● **EXERCISE**:
Pull out each line of the entries below that contains the string "exact".

──────── SUPPLIED MATERIAL

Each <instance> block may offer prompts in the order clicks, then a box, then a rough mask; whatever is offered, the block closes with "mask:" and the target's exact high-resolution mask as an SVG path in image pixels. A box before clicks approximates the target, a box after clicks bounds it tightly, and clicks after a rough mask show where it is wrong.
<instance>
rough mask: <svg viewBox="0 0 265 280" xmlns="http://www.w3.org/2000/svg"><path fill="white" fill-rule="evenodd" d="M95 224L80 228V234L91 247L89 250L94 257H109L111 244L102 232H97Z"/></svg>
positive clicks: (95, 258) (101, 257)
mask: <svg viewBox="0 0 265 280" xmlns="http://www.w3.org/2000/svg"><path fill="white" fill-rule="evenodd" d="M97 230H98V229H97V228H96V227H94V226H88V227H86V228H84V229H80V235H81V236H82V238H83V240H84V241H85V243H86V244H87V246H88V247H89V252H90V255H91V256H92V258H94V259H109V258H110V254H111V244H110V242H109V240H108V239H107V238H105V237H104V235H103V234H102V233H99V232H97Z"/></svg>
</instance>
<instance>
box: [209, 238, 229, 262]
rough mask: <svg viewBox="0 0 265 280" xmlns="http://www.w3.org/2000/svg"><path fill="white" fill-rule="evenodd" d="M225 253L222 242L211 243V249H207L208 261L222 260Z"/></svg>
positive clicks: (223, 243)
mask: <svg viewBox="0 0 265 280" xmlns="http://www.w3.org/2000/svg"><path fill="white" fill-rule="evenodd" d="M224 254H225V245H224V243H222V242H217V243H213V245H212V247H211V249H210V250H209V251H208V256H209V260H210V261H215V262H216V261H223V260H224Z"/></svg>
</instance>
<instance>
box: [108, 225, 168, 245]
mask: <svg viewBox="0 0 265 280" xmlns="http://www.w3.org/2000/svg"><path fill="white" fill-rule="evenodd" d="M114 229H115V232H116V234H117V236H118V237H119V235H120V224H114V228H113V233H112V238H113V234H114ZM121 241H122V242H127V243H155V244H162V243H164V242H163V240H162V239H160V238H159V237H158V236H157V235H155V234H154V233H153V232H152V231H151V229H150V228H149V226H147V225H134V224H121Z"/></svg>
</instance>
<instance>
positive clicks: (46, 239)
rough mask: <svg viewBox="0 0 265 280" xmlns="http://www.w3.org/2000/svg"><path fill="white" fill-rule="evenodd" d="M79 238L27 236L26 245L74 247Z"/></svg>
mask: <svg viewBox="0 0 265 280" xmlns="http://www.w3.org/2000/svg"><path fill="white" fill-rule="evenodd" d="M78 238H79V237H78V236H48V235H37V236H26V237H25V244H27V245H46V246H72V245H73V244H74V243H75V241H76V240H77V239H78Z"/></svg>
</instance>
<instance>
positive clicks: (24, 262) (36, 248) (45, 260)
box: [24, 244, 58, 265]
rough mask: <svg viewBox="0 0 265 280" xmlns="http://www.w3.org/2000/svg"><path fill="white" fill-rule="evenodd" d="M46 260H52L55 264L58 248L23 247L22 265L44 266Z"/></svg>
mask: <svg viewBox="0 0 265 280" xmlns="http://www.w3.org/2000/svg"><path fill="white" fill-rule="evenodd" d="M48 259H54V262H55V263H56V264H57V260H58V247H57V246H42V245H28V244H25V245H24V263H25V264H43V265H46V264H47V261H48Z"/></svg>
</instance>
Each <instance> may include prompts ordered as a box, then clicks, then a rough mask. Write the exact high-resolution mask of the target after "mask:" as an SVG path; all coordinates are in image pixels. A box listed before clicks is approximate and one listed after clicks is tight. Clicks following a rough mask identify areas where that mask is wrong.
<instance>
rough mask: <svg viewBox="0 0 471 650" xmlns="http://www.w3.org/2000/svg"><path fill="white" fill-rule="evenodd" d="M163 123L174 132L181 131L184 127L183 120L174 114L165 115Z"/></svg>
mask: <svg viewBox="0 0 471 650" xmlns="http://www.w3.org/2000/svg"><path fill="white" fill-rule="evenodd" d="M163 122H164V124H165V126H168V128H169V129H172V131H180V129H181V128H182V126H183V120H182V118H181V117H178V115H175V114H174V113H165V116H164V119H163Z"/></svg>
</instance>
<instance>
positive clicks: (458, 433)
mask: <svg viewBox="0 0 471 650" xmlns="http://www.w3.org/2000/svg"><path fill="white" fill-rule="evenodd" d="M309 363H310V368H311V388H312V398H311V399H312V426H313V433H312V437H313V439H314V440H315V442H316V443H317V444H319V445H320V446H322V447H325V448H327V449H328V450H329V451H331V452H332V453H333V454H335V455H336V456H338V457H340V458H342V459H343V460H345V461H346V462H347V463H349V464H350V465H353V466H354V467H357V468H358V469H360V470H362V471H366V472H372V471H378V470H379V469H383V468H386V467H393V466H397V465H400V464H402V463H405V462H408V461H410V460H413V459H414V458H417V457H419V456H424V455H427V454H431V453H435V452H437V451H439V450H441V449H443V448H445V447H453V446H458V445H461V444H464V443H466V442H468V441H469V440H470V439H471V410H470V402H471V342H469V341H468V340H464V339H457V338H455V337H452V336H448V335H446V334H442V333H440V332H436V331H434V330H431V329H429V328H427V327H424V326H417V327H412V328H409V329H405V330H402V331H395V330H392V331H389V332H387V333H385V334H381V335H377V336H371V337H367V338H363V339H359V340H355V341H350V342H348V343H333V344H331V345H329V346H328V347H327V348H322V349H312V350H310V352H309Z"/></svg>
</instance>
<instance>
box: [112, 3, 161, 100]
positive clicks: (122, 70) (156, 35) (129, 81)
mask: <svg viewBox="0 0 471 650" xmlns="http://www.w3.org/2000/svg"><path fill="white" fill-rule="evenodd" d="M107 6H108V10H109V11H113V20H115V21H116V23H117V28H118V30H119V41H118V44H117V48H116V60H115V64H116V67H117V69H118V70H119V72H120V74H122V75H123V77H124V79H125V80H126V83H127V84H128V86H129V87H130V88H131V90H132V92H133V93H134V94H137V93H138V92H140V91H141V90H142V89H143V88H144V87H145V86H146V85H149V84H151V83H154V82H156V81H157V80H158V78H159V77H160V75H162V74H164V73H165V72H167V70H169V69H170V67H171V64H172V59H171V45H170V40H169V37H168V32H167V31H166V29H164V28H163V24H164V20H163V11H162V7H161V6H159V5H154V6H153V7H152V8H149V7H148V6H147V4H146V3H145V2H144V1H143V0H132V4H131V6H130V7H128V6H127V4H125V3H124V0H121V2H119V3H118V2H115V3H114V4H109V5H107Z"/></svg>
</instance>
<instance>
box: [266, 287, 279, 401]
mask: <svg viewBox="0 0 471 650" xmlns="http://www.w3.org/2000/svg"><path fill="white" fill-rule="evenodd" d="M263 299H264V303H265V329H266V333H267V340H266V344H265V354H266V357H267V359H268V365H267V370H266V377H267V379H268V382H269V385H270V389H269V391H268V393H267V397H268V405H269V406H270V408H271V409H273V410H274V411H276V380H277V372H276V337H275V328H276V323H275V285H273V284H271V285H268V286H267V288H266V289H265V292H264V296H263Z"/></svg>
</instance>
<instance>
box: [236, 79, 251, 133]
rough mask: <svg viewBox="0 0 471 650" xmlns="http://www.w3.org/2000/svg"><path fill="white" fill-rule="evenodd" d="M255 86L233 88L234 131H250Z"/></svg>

────────────────

● **OUTPUT BELOW**:
Each <instance> block may offer prompts in the order clicks, then a box, then a rough mask; whatever is offered, the block closes with "mask:" and the target's exact high-resolution mask as an SVG path in image pixels. A box before clicks approximates the target, a box after clicks bounds it tightly, and clicks after a rough mask show where it is wrong.
Each <instance> may include prompts ordered as a box, then clicks, then a rough mask. Write the exact high-resolution mask of the target after "mask:" as an SVG path; all coordinates are in image pixels. A box listed before clicks is approximate and one listed after clicks is tight. Clicks following a rough mask identify areas where that mask is wrong.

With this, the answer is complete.